About this exercise = Each line below with the string "vest" should be copied.

Input data =
· · · · ·
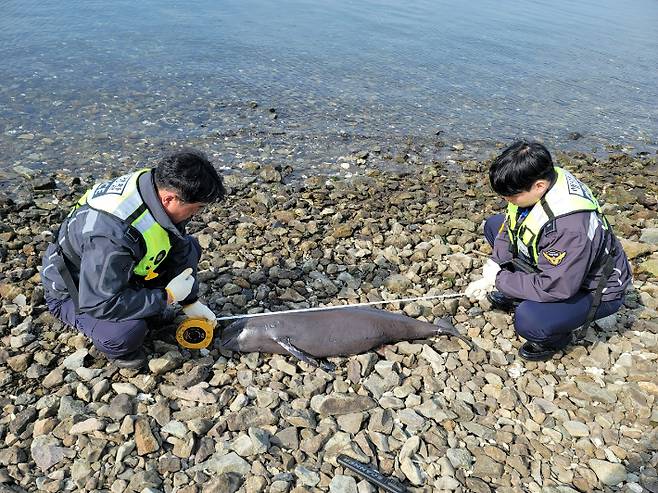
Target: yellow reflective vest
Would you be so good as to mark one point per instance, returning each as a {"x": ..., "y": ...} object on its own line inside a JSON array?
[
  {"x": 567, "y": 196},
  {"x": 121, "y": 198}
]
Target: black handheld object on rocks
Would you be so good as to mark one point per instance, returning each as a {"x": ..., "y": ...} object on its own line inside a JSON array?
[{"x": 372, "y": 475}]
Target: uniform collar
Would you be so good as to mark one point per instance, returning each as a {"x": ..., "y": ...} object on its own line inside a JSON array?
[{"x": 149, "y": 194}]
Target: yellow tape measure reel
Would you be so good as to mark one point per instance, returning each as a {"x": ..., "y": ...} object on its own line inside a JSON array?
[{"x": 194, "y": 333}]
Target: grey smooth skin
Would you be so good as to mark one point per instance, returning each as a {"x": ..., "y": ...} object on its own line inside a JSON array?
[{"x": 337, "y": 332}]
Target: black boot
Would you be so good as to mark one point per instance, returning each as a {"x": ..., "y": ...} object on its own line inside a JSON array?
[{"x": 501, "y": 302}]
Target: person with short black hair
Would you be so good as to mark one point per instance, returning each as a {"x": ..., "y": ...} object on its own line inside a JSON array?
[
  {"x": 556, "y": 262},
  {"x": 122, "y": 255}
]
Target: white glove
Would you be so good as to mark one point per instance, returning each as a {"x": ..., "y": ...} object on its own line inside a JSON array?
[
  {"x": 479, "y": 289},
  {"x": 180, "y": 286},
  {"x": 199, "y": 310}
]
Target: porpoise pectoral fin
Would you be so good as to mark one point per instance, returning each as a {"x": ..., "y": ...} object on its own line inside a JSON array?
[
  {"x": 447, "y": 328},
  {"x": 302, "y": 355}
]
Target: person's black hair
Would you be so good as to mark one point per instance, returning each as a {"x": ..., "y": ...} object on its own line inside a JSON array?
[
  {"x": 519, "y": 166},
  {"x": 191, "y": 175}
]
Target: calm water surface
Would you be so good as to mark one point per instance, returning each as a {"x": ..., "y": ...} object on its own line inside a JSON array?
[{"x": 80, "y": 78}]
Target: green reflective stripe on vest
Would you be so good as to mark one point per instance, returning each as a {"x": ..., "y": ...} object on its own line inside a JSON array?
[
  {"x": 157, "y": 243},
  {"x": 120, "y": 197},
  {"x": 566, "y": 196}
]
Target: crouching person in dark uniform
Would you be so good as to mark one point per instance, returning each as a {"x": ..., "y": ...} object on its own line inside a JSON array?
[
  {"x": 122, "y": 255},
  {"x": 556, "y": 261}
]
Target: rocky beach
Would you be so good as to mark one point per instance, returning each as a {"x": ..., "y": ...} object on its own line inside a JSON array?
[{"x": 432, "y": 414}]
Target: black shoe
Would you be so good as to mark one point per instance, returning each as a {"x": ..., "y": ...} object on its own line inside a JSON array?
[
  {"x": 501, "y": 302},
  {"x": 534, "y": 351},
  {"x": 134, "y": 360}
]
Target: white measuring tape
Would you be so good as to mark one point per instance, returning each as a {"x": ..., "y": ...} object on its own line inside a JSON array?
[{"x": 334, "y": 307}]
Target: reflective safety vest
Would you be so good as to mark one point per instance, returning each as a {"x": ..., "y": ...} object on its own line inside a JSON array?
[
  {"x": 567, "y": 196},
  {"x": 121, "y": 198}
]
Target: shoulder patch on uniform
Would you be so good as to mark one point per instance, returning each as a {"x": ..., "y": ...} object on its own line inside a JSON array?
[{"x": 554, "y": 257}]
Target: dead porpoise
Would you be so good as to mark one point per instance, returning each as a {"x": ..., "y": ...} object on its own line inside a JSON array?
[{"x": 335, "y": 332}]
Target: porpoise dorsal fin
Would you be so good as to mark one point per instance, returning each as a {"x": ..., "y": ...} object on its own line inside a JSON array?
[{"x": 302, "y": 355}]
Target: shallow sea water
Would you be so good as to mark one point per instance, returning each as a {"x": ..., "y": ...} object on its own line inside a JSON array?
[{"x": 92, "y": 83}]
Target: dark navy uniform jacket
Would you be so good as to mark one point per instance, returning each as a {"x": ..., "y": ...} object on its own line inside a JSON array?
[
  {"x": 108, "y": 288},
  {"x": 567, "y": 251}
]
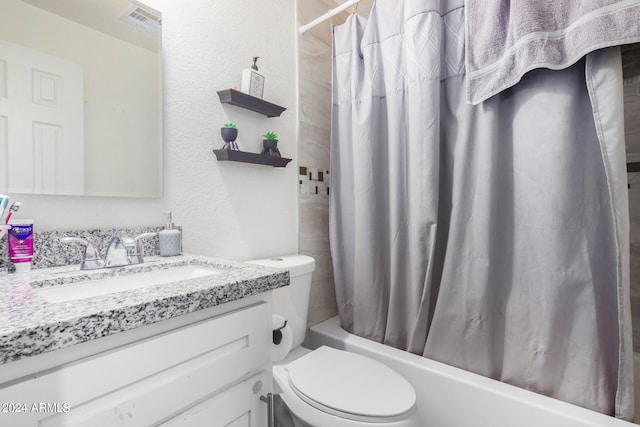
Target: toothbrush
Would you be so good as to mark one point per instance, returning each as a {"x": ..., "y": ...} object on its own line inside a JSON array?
· · · · ·
Worked solution =
Target: yellow reflective vest
Target: green reflective stripe on vest
Target: reflective safety vest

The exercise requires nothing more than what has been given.